Collect every line of the records below that contains the word "white".
# # # # #
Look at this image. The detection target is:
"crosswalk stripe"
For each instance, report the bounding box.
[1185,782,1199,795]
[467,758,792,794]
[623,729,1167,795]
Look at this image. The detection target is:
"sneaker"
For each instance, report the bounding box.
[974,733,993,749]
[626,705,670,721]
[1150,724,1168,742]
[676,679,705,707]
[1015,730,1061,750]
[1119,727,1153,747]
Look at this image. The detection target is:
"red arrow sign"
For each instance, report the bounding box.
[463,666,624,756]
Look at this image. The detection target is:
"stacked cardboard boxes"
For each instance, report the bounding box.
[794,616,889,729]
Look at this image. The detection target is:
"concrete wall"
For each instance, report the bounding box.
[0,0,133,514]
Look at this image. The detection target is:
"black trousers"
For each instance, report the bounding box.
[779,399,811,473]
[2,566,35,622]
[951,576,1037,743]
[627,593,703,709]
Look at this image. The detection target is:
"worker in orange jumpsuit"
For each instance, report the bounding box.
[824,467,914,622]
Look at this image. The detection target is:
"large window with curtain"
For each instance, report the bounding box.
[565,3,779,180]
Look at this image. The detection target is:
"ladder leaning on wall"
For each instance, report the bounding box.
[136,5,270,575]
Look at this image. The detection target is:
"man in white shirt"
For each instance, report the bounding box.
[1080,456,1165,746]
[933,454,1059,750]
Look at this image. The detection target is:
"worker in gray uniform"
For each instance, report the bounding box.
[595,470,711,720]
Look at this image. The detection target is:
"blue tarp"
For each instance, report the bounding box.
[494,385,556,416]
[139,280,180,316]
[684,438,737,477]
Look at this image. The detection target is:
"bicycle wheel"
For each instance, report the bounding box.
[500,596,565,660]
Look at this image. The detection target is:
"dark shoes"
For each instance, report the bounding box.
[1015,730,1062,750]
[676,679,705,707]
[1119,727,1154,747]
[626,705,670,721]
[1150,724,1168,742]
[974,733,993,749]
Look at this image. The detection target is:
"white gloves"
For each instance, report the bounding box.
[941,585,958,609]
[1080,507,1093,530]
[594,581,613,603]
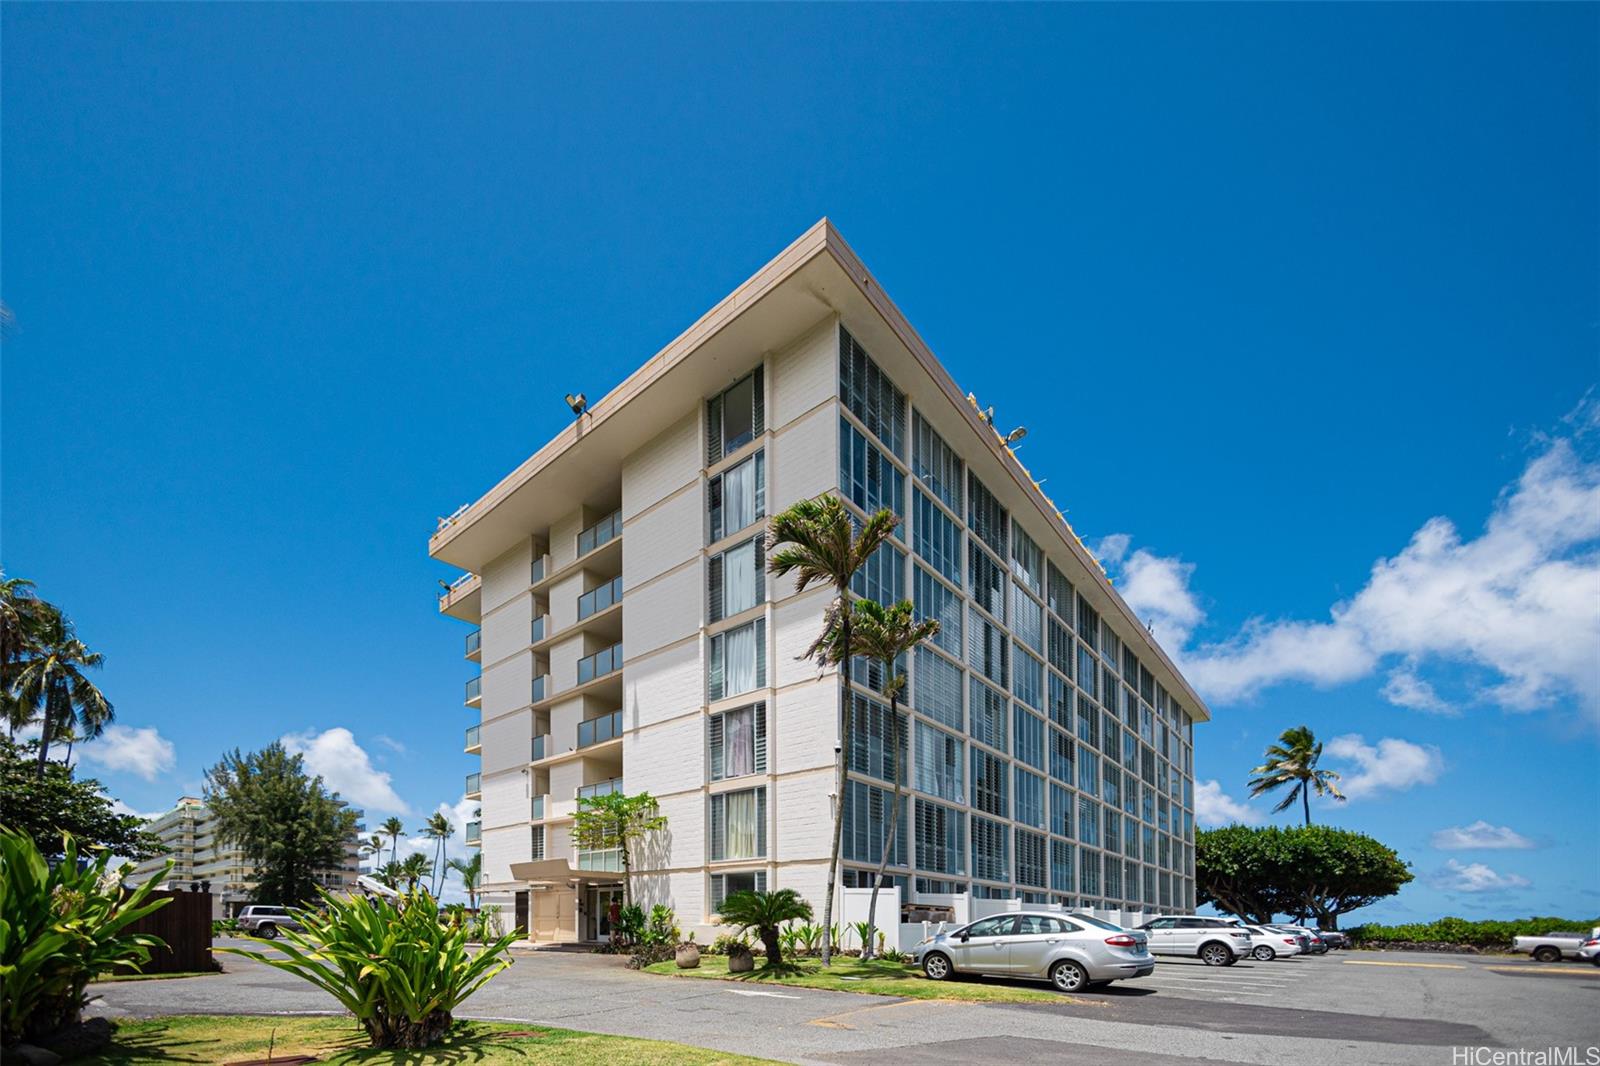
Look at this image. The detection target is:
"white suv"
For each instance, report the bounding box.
[1137,916,1252,966]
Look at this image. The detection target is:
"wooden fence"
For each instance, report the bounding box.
[126,889,217,974]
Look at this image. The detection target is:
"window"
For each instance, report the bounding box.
[531,826,545,861]
[912,411,961,511]
[1077,690,1100,749]
[1051,839,1074,892]
[972,817,1009,882]
[851,541,905,606]
[1078,797,1100,847]
[708,452,765,541]
[1075,593,1099,645]
[1077,644,1098,701]
[915,799,966,875]
[967,609,1008,687]
[1078,748,1100,798]
[1080,850,1101,897]
[1014,706,1045,771]
[1014,768,1044,828]
[709,618,766,701]
[913,566,962,656]
[849,693,905,784]
[842,780,906,866]
[967,473,1008,556]
[1050,782,1073,838]
[970,747,1008,816]
[1102,762,1121,809]
[1047,561,1073,620]
[1049,729,1074,783]
[1015,829,1047,887]
[710,870,766,912]
[1011,523,1043,594]
[913,490,961,584]
[969,678,1008,752]
[708,538,764,622]
[914,722,964,802]
[968,543,1006,621]
[1125,860,1141,903]
[840,326,905,455]
[1012,583,1043,653]
[1048,673,1072,731]
[710,787,767,860]
[706,369,764,465]
[840,419,904,516]
[1013,645,1043,710]
[1104,808,1122,856]
[710,703,766,780]
[1047,618,1073,682]
[913,646,963,730]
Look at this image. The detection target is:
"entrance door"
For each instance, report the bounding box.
[586,886,622,942]
[513,891,529,937]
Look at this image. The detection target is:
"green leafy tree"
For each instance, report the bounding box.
[204,742,360,906]
[1197,824,1413,929]
[1248,725,1346,825]
[11,607,113,779]
[766,493,898,965]
[0,736,162,860]
[571,791,667,909]
[0,576,51,737]
[447,852,484,909]
[717,889,814,968]
[380,816,405,866]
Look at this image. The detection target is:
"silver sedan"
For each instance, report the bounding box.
[914,911,1155,993]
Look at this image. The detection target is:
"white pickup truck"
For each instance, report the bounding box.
[1510,928,1600,963]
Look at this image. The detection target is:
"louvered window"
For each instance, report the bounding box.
[1011,522,1042,594]
[913,646,963,730]
[708,537,764,623]
[1048,673,1072,732]
[708,452,765,542]
[1051,839,1074,892]
[1050,728,1075,784]
[913,566,961,657]
[911,411,961,511]
[913,490,960,585]
[710,870,766,912]
[1014,644,1043,711]
[915,799,966,876]
[1047,561,1073,621]
[1076,593,1099,645]
[842,779,906,866]
[968,542,1005,621]
[710,787,767,861]
[971,816,1009,882]
[839,326,904,455]
[970,746,1008,817]
[967,473,1008,557]
[1050,782,1074,837]
[967,609,1008,688]
[969,677,1008,753]
[839,418,903,516]
[848,693,905,784]
[914,721,964,802]
[1014,768,1045,828]
[709,702,766,781]
[706,368,764,465]
[1015,829,1047,887]
[709,618,766,701]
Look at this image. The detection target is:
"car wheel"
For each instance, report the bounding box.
[1200,942,1232,967]
[1253,946,1277,962]
[1533,947,1562,963]
[257,924,277,940]
[1051,959,1089,993]
[922,953,953,981]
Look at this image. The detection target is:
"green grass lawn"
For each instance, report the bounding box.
[643,955,1077,1004]
[98,1016,778,1064]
# # # # #
→ Task output
"man in white shirt"
"white gloves"
"white suv"
"white pickup truck"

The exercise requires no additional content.